• [Assignment]
Copy the pastoral letter below word for word, everything from "This time in" down to "for our own.".
──────── Text segment ────────
Pastoral Letter for the Feast of The Holy Family / 28/29 December 2019


Pastoral Letter for the Feast of the Holy Family

To be read at all Masses 28/29 December 2019

Dear Brothers and Sisters in Jesus Christ,

This time in between Christmas and the New Year is a precious time to be spent with family and friends, but especially family, both immediate and extended. While we celebrate the life of our own families and the bonds of love and affection that bind us together, the church invites us to look to and celebrate the life of the newly formed family of Nazareth and see it as a model for our own.

The three readings chosen for today’s feast each speak to us of a different aspect of the family that we find in the life of the Holy Family of Nazareth and to which we aspire in our own family.  The readings, as one commentator suggests, speak of the significance within the family of the devotion of the father (and indirectly the mother), the devotion of children to parents and the debt of mutual love.

In today’s gospel we are reminded that the uniqueness of the Holy Family of Nazareth did not shield them from some of the struggles and dangers that are part of the human condition.  In particular, Matthew’s story which is not found anywhere else in the gospels, tells us that when Jesus was still a toddler, he and his parents, Mary and Joseph, had to flee from Nazareth to Egypt fearing for his safety. We cannot imagine what it must have been like for them to suddenly find themselves having to leave their home and flee to another country not knowing, when, if ever, it would be possible for them to return home in safety. The decision to flee, Matthew tells us, was at the instruction of an angel in a dream.  The instructions are all about the child and his wellbeing and safety which are entrusted to Joseph.   The angel doesn’t hold back and could not be more direct:

“Get up, take the child and his mother with you, and escape into Egypt and stay there until I tell you……”

We are not privy to any advice Joseph may, or may not, have been given on how he might support his family in a land he did not know. He just has to trust the angel’s message. Later in the story only when it was considered safe for the family to return home and the child’s safety was assured, Joseph is given further instructions:

“Get up, take the child and his mother with you and go back to the land of Israel, for those who wanted to kill the child are dead.”

The second reflection offered in the readings is that children owe their parents a debt of gratitude. This is beautifully and concretely stated in the first reading by its writer, Ben Sirach.  There we are reminded that honour, respect, sympathy, and kindness should be the attitudes of children towards their parents. The language of Sirach puts flesh, if you like, on the commandment of love and a reminder that the family is where love is made concrete through the words, actions, gestures, and attitudes to those closest to us.

The third aspect of family life expressed in the readings for today’s feast is that of mutual love. Paul writing to the church at Colossae paints a word picture of what a truly Christian family should look like.  The members should be compassionate, kind, gentle and patient. He exhorts them to bear with one another and forgive each other. We all know that there is plenty of opportunity in the family to exercise both! And Paul’s final point here is that the cord that holds all the different aspects of family life together is mutual love.

“Over all these clothes, to hold them together and complete them, put on love.”

In the story of the Holy Family of Nazareth God’s plan was accomplished. This is true of every family. It is in the family that God’s plan for us is worked out most of the time. Perhaps today is an opportunity to reflect on and acknowledge this simple truth.  An invitation, too, for us to be more fully present to each other and for each other in the coming year.

Precious things always need to be guarded and protected.
──────── Information shown ────────
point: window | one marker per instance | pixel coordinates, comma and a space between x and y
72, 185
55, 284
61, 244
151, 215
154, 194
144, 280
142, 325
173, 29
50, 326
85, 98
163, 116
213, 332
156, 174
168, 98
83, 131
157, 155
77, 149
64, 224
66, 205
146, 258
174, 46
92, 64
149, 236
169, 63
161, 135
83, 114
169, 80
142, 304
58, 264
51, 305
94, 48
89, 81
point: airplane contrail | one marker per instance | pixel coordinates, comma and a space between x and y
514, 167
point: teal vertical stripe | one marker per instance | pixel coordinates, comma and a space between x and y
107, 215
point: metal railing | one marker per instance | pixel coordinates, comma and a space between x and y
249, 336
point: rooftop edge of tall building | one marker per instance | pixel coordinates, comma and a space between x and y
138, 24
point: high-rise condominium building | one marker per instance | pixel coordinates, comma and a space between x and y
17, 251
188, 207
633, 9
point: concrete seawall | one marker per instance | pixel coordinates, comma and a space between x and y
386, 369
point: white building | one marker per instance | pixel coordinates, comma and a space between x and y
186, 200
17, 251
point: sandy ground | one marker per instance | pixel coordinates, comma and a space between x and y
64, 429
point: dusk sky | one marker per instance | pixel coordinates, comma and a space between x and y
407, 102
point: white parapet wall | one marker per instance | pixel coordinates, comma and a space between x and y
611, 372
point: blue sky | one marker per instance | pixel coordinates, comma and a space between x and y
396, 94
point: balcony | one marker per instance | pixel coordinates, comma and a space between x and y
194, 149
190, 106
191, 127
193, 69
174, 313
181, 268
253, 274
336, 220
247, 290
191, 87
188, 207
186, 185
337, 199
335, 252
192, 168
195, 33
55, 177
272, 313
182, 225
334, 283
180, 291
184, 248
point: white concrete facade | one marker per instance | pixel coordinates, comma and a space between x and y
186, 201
────────
• [Response to the task]
This time in between Christmas and the New Year is a precious time to be spent with family and friends, but especially family, both immediate and extended. While we celebrate the life of our own families and the bonds of love and affection that bind us together, the church invites us to look to and celebrate the life of the newly formed family of Nazareth and see it as a model for our own.